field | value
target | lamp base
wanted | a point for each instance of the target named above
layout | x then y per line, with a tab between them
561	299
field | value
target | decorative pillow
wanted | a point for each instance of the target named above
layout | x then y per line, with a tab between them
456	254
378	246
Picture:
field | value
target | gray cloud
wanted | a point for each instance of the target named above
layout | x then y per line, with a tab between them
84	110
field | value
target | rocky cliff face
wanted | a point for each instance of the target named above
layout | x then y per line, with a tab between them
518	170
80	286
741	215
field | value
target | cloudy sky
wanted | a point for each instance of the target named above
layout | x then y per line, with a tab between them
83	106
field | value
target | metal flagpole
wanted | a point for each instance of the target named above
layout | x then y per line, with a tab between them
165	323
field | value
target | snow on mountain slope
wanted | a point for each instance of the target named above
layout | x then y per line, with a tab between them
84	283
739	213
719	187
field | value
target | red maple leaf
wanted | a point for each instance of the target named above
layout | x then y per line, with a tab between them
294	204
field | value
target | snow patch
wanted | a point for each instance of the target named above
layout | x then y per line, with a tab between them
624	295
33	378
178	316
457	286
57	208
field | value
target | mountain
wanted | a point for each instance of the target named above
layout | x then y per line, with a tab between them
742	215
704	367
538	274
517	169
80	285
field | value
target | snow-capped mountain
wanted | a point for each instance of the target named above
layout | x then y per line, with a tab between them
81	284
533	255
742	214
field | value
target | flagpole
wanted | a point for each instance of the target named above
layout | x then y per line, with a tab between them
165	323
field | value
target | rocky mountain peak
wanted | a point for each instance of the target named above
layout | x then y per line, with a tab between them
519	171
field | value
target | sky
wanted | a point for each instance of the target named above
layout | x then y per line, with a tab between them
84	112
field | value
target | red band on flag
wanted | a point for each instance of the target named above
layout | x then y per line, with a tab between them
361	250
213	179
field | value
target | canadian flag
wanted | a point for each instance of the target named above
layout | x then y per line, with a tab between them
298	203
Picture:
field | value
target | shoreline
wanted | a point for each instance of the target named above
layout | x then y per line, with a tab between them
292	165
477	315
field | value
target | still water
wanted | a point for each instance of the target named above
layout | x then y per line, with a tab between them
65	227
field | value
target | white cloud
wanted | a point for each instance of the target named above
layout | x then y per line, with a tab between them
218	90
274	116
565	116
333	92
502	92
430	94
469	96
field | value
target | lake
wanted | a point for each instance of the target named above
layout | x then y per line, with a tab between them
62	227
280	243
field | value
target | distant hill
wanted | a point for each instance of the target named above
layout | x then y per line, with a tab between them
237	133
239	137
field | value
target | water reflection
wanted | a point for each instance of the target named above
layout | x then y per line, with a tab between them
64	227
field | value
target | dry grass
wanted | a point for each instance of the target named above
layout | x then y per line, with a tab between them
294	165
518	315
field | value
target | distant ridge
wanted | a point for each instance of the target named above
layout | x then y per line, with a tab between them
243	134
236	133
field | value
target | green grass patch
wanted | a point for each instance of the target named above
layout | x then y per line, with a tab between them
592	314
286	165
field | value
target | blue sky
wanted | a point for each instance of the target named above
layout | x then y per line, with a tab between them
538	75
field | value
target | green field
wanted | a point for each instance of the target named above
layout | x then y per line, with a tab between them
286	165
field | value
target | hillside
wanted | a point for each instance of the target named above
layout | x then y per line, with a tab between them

Exercise instructions - Your task is to transcribe the line containing "target | green field" and every line after it, through the last line of the data, exactly as written and with nothing more.

Expected answer -
target | green field
wanted | a point for each instance of the target named above
layout | x then y per line, with a tab between them
286	165
field | value
target | hillside
wanted | a point for each instance of the target named above
layout | x then y per line, with a tab between them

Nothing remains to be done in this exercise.